→ What to work on: Update the data from its first line through the line containing "[[[64,44],[66,42],[56,37],[48,37],[48,39],[57,44]]]" by replacing "windshield" with "windscreen". Return only those lines, with nothing else changed.
____________
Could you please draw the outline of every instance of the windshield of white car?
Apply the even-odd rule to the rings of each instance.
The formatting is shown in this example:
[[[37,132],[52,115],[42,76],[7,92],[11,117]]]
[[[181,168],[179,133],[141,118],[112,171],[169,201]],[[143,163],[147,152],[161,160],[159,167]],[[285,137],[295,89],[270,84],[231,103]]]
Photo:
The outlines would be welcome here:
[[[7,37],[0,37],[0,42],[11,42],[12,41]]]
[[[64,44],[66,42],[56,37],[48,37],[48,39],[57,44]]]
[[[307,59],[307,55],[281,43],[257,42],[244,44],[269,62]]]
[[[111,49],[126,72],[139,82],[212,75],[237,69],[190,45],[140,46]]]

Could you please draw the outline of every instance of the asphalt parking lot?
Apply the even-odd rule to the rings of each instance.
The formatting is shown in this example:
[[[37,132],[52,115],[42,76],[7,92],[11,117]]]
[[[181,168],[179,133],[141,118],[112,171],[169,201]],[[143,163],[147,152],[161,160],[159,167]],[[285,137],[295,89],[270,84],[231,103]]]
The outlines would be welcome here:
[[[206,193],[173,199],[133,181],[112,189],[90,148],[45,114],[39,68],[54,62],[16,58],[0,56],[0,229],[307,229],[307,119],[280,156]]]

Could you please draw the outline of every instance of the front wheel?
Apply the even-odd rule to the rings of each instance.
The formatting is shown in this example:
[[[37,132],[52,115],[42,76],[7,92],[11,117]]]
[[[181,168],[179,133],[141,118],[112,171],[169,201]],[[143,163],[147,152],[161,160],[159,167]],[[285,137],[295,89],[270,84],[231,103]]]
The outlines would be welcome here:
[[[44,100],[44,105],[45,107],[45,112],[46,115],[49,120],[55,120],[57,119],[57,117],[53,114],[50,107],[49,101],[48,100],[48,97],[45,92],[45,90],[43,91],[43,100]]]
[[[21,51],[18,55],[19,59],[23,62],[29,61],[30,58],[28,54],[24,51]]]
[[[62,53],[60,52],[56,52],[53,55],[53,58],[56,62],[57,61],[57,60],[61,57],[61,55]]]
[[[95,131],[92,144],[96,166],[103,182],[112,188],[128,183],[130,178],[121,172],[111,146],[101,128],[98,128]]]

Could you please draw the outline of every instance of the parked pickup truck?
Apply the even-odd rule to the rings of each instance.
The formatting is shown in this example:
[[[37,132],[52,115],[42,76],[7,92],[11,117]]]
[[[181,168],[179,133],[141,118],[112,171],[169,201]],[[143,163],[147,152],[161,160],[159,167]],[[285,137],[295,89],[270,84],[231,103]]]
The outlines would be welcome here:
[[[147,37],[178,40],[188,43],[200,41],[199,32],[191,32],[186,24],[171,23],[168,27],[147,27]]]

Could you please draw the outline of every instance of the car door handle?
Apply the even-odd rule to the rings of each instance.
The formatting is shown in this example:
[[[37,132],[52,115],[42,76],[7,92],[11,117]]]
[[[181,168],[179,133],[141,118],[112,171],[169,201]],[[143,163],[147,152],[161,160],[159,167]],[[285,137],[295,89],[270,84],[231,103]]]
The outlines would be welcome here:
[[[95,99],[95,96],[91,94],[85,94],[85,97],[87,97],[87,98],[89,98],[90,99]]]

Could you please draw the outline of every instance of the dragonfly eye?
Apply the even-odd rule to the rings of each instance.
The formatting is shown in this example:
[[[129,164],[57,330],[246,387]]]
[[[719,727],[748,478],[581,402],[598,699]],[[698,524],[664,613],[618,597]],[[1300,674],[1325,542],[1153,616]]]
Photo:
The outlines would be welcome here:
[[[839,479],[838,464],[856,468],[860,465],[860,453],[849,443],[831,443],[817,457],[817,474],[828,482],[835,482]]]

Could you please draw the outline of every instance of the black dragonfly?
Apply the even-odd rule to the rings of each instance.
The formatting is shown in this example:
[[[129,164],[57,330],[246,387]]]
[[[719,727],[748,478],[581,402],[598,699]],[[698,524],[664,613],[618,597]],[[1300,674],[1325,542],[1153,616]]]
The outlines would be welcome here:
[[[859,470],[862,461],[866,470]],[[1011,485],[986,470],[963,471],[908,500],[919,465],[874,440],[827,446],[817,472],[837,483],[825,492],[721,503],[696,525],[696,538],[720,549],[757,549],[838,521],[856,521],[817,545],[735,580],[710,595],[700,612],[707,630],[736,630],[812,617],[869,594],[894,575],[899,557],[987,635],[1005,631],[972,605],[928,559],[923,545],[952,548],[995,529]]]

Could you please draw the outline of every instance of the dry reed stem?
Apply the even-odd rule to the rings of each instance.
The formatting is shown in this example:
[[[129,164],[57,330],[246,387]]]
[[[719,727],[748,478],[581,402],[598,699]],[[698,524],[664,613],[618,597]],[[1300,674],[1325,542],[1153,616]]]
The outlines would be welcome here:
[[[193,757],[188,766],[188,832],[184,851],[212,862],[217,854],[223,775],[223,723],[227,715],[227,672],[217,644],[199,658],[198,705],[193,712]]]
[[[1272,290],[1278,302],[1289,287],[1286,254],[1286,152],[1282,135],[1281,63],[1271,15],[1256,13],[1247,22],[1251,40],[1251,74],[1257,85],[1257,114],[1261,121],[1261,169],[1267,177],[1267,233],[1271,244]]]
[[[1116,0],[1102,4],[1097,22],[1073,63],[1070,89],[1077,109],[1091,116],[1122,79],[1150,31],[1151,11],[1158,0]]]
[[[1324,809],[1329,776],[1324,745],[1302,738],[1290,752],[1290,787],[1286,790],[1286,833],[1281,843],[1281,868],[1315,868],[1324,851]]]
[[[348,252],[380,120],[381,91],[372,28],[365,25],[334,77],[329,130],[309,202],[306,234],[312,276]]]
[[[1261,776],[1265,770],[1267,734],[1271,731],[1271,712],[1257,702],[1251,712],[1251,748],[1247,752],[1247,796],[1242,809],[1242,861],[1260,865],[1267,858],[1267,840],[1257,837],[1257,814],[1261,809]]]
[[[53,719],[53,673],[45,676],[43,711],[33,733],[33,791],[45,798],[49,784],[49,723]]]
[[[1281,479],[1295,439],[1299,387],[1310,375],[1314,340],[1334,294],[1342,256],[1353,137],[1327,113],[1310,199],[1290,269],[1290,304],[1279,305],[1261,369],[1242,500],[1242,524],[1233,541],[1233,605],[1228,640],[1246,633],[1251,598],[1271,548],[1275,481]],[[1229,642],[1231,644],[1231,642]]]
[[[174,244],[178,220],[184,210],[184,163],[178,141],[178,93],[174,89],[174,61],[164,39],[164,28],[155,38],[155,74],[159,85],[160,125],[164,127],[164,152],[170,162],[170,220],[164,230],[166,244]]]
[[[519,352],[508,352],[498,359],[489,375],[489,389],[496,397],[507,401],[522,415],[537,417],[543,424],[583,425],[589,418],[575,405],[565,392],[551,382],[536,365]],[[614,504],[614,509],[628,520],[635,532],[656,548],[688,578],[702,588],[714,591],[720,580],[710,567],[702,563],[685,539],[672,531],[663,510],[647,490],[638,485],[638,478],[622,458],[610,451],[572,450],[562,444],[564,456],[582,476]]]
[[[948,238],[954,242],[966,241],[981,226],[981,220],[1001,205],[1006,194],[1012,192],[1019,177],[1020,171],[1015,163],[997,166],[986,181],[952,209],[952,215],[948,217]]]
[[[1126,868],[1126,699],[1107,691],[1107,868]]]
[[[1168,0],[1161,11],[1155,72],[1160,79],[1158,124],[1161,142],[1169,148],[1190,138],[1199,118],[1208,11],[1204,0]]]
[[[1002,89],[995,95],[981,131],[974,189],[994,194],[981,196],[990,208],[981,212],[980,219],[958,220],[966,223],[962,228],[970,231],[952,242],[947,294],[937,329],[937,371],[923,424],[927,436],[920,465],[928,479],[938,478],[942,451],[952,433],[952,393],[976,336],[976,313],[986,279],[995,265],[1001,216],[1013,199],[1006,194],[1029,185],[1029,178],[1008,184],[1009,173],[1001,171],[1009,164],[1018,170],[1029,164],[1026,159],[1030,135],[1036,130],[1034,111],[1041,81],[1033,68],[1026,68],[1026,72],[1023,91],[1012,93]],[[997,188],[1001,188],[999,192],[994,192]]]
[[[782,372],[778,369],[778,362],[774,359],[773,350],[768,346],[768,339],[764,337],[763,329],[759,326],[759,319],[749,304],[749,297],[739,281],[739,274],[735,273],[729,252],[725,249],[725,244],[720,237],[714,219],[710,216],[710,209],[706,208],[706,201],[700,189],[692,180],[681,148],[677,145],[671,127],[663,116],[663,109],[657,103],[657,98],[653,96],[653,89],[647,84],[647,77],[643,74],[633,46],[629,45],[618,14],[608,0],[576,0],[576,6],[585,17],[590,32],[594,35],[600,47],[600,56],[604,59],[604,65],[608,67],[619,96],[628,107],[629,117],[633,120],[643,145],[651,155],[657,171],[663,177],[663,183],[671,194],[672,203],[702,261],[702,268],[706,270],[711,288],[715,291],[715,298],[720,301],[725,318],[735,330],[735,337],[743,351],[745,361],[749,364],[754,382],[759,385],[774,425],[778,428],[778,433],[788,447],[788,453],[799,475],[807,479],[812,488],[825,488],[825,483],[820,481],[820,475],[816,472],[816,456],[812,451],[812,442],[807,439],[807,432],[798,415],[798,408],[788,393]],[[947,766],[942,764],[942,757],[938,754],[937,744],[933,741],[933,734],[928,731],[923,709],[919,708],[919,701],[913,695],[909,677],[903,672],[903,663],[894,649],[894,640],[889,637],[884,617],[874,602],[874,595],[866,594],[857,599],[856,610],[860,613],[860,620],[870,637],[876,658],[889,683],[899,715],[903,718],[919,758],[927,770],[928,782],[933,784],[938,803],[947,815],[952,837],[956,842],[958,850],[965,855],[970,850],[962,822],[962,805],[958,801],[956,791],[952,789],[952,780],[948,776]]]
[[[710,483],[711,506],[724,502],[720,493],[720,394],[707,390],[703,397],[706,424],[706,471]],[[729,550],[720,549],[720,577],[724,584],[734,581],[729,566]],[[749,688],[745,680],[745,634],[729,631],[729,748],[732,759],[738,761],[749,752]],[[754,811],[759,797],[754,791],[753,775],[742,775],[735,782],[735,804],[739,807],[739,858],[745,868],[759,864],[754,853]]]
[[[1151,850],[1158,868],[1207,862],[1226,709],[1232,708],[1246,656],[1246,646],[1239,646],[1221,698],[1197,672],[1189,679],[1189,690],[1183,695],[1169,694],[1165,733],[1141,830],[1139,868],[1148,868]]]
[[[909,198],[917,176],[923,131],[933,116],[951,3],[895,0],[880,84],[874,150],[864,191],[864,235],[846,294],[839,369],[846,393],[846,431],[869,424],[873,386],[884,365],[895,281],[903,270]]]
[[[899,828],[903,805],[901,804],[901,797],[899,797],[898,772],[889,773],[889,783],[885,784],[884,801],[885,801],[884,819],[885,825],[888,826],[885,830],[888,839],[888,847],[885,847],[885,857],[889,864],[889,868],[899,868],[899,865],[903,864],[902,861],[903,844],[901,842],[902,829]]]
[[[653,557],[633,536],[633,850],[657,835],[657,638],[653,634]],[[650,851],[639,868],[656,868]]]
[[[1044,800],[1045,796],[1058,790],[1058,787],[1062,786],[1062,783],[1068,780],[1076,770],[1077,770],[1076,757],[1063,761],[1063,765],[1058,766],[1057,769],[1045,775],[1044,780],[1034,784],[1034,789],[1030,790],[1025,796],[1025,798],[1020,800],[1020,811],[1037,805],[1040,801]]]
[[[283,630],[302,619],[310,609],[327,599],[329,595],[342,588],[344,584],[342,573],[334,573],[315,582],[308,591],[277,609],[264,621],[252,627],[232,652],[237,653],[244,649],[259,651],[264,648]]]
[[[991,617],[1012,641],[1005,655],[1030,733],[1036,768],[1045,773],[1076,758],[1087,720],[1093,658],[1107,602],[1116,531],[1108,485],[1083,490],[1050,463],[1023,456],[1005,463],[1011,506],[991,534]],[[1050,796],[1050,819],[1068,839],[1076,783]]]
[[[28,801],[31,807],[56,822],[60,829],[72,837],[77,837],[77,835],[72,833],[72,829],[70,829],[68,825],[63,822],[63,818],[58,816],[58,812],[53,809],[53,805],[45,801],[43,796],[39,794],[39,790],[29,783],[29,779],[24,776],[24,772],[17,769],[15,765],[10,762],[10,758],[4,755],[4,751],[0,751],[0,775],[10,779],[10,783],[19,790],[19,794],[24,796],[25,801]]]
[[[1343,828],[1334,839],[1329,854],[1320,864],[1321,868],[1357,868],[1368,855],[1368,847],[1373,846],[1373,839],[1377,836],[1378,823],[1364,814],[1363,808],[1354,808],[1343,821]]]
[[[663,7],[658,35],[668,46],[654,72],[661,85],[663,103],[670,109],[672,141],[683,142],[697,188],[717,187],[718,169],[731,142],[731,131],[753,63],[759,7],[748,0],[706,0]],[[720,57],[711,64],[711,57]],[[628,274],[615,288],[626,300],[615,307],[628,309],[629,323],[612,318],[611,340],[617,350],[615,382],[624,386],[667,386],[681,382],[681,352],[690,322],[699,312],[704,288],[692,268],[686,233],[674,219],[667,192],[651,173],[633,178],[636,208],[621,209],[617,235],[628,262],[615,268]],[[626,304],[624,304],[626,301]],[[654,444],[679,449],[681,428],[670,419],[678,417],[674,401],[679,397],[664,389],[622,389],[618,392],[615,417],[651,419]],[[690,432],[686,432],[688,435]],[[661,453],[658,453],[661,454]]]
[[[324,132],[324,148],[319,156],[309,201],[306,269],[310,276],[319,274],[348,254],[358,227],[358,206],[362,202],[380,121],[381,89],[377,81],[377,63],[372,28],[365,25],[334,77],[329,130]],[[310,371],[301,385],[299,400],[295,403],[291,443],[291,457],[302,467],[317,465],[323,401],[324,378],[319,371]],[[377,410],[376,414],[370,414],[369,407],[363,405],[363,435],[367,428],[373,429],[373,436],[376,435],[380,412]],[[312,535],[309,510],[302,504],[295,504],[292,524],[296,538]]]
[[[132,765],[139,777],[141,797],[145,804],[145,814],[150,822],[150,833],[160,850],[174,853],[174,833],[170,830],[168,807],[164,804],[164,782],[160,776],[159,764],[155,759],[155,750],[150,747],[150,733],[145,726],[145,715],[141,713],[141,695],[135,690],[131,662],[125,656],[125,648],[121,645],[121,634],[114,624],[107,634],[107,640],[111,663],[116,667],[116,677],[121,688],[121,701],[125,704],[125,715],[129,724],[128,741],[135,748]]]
____________
→ Solved problem:
Could you please draw the outline of every instance of the windscreen of white car?
Apply the even-odd rule to the rings of each instance.
The formatting is shown in this example:
[[[37,132],[52,115],[42,76],[7,92],[11,117]]]
[[[181,168],[179,133],[141,118],[112,171],[169,201]],[[143,163],[147,152],[161,160],[159,167]],[[285,137],[295,89],[270,84],[231,103]]]
Photo:
The outlines would be welcome here:
[[[7,37],[0,37],[0,42],[11,42],[12,41]]]
[[[64,44],[66,42],[56,37],[48,37],[48,39],[57,44]]]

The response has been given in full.